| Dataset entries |

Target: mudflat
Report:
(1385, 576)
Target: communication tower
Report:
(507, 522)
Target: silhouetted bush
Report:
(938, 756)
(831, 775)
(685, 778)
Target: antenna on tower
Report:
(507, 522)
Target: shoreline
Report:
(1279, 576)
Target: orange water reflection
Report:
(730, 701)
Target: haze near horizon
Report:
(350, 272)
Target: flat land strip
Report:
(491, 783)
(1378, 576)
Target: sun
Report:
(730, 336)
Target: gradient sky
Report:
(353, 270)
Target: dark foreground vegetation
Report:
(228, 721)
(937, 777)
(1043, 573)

* * *

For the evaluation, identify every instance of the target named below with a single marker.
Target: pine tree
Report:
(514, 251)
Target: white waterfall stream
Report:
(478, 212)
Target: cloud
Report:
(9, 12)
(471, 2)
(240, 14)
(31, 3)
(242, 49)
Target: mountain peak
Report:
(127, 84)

==

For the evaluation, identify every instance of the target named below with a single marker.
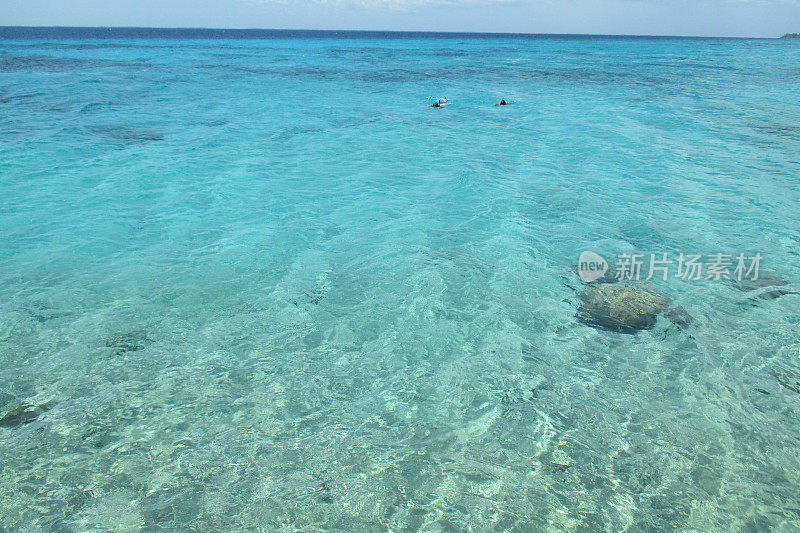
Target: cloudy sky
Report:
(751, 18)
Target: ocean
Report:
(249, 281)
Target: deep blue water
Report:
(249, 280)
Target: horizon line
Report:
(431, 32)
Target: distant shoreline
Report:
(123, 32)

| Prompt |
Return the data above verbatim, everything from the line containing "Target: sun" down to the line containing "(1043, 573)", both of those lines included.

| Answer for the task |
Target: sun
Report:
(730, 336)
Target: gradient sky
Report:
(353, 270)
Target: dark foreground vegetation
Report:
(228, 721)
(937, 777)
(1043, 573)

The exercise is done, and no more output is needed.